Recorded data:

# # # #

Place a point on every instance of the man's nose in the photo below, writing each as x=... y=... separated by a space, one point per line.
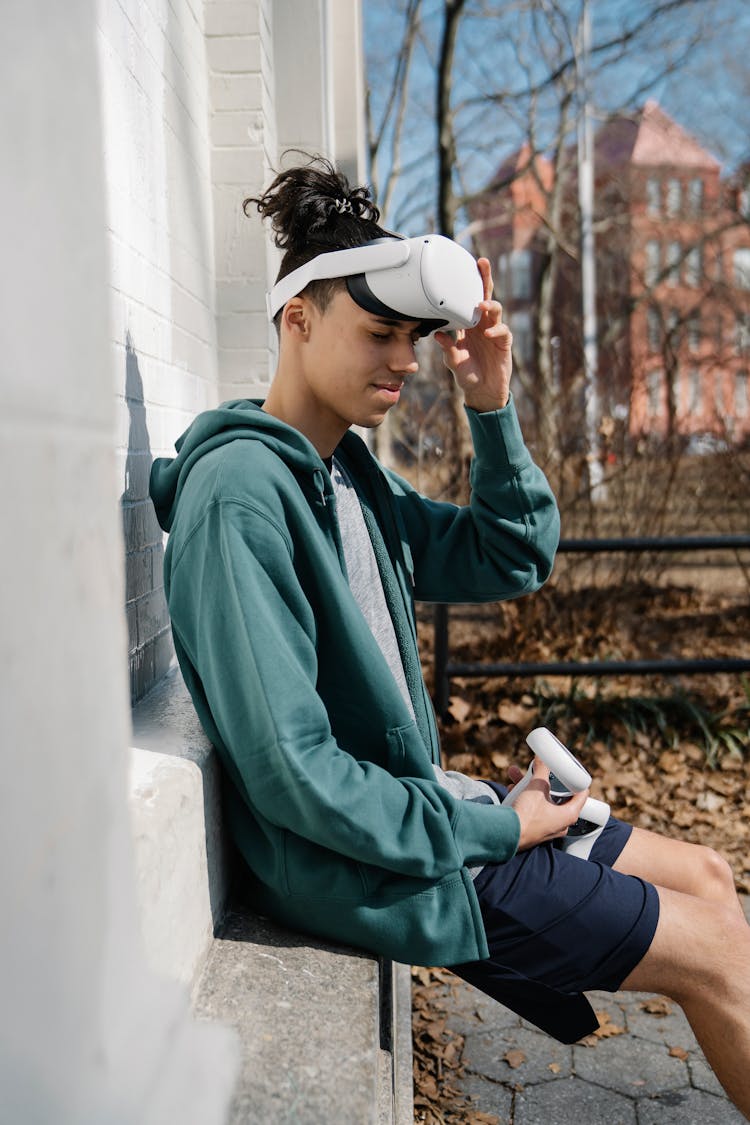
x=404 y=359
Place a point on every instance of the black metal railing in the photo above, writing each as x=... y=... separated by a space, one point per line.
x=445 y=669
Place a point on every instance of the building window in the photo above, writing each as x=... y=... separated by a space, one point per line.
x=694 y=396
x=653 y=330
x=694 y=266
x=504 y=276
x=653 y=393
x=741 y=262
x=523 y=338
x=653 y=196
x=694 y=332
x=719 y=395
x=521 y=275
x=652 y=261
x=674 y=329
x=695 y=192
x=674 y=197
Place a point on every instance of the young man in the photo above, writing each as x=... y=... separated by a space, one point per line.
x=291 y=570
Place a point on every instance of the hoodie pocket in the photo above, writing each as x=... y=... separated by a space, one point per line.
x=406 y=750
x=316 y=872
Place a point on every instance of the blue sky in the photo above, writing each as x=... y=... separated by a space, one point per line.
x=694 y=64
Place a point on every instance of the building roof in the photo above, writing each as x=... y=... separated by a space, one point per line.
x=649 y=138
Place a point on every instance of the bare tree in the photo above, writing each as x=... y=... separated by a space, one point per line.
x=493 y=78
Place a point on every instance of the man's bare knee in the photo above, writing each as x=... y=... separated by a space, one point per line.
x=715 y=876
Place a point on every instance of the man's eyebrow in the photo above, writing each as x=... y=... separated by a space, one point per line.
x=392 y=323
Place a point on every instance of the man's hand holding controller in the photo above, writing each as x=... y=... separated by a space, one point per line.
x=552 y=798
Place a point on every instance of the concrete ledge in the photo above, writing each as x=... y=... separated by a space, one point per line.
x=321 y=1027
x=325 y=1031
x=174 y=797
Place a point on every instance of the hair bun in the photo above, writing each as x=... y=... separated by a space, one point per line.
x=314 y=205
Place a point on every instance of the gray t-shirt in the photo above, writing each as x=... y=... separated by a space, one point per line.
x=367 y=587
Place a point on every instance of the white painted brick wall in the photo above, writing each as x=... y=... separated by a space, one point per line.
x=243 y=150
x=195 y=96
x=161 y=243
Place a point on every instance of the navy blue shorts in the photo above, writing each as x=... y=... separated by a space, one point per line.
x=558 y=926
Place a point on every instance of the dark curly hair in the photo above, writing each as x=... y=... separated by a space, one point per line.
x=313 y=209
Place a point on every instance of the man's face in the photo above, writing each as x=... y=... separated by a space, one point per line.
x=354 y=363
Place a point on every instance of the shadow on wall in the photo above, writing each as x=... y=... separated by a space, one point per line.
x=150 y=641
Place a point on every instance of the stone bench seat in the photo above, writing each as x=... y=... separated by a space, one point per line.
x=324 y=1031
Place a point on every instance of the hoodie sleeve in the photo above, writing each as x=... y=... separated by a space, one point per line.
x=502 y=543
x=243 y=622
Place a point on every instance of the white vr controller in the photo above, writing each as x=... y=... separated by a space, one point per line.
x=567 y=776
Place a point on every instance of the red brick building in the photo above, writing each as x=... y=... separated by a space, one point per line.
x=672 y=257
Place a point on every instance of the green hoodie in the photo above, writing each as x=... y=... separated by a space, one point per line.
x=332 y=799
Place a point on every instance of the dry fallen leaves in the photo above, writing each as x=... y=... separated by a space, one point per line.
x=514 y=1058
x=606 y=1029
x=657 y=1006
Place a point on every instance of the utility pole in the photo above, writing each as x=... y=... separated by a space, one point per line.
x=597 y=487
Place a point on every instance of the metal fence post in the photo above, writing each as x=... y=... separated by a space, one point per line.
x=441 y=684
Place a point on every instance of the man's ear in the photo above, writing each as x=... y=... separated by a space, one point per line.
x=296 y=317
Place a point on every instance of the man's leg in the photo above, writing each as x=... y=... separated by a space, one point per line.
x=678 y=865
x=701 y=952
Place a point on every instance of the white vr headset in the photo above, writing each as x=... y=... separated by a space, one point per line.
x=430 y=279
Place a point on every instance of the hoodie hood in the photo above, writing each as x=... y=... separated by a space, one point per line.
x=242 y=419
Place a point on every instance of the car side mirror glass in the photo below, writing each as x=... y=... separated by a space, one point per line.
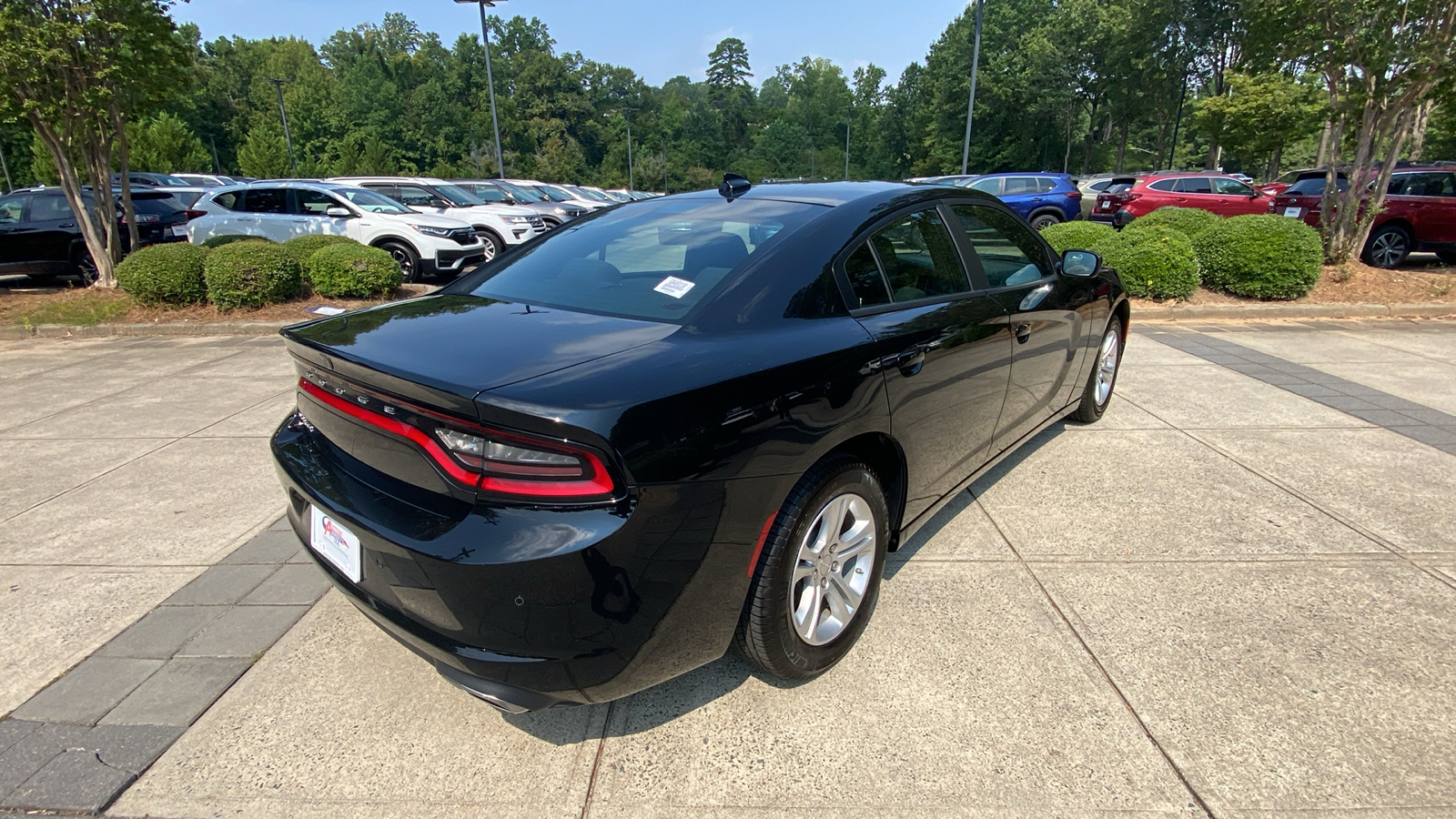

# # # #

| EXERCISE PROMPT |
Pictures don't belong in the copy. Transcribe every record exactly as it appears.

| OUTPUT FOR THIS EXERCISE |
Place a point on every instance of the man's nose in the photo below, writing each as x=... y=... separated by a space, one point per line.
x=404 y=359
Place a point on every instance of the black metal railing in the photo above, writing each as x=... y=... separated by a space, one point per line.
x=445 y=669
Place a point on every instance of the building window in the photo above, writing each as x=... y=... separated by a space, one point per line.
x=694 y=396
x=653 y=330
x=694 y=266
x=504 y=276
x=653 y=393
x=741 y=262
x=523 y=338
x=653 y=196
x=694 y=332
x=719 y=395
x=521 y=275
x=652 y=261
x=674 y=329
x=695 y=192
x=674 y=197
Place a point on every instance of the young man in the photo above, writing each as x=... y=... separated by a space, one point per line.
x=291 y=570
Place a point on every instance of the hoodie pocket in the photo above, writing each as x=... y=... separated by a space, one point per line.
x=406 y=750
x=316 y=872
Place a point on every instance of the blue sky in the photo above, writing each as x=... y=... separated by a space, one point per line.
x=694 y=64
Place a point on every instance of the building roof in the photo above, writing each as x=... y=... separated by a space, one point per line.
x=649 y=138
Place a point on every instance of the bare tree in the photo above, writing each as x=... y=... separated by a space, one point per line.
x=493 y=78
Place a point on every instance of the man's bare knee in the photo above, writing each as x=... y=... separated by a space, one point per line.
x=715 y=876
Place a point on every instance of the man's eyebrow in the photo above, writing each as x=... y=... separated by a space, one point per line.
x=392 y=323
Place a point on every instance of the man's hand holding controller in the photo above, writing each as x=... y=... separated by a space, one point per line.
x=552 y=798
Place a point on every instance of the concrete ledge in the photo above, writing each as x=... y=... separated by a space, one point per line.
x=321 y=1027
x=325 y=1031
x=174 y=797
Place a point on every instance of the hair bun in the photo above, writing each as x=... y=... separated by a space, one point per line.
x=314 y=205
Place a point on every instance of the gray t-shirt in the photo above, writing each as x=... y=... separated by a space, one point per line.
x=367 y=587
Place a point on every instance of the white painted brick wall in the photo above, writing each as x=... y=... separated by a space, one point per line.
x=243 y=150
x=195 y=96
x=161 y=243
Place a point on every instance of the navy blue shorts in the photo above, writing each as x=... y=... separated by a space, one point per line.
x=558 y=926
Place a point on every instance of the dark curly hair in the photo above, writing each as x=... y=... separated by a space, one point per line.
x=313 y=209
Place a point on every instance of the man's face in the photo above, writing each as x=... y=... separated by a space, one point per line.
x=354 y=363
Place a point on every instance of the shadow on wall in the photo above, writing each as x=... y=... separated by a space, one point per line.
x=150 y=641
Place a point on every instance of the stone bench seat in the photo above, writing each as x=... y=... separated by a space, one point per line.
x=324 y=1031
Place a point on every instance of the hoodie sleeve in the photo above, writing each as x=... y=... separated by a space, one point per line.
x=502 y=543
x=243 y=622
Place a point on every instance of the white vr controller in the photo above, writing each as x=... y=... separated by a space, one point per line.
x=567 y=776
Place a point on every instance of the red brick building in the photo above, writing each as x=... y=... separated by a space, one point per line.
x=672 y=257
Place a point on every instance of the green hoodie in the photo above, writing each as x=... y=... separated by a space, one point per line.
x=332 y=799
Place a point on every instance of the dry fallen leaves in the photo above, writing each as x=... y=... separated by a space, one point per line.
x=514 y=1058
x=606 y=1029
x=657 y=1006
Place a point on every instance of the utility pole in the photo above, writing each as x=... y=... separated by a space, one point per line.
x=597 y=487
Place a point on every instance of the metal fence post in the photo above, writing each as x=... y=... separated by a space, one point per line.
x=441 y=684
Place a point on every instance of the man's ear in the photo above, writing each as x=... y=... separated by a space, one point per line.
x=296 y=317
Place a point on every instance of the man's leg in the photo above, writing each as x=... y=... separated by a space, one point per line.
x=678 y=865
x=701 y=952
Place a point on every instance of the white vr headset in the photo above, writing each as x=... y=... separated by a space, one point per line.
x=430 y=279
Place a point on every instance of the hoodie hood in the photo above, writing each as x=... y=... separated by a space, one point per line.
x=242 y=419
Place a point on every instance of the car side mirror glass in the photo below, writing each as x=... y=... separated by a space, one point per line.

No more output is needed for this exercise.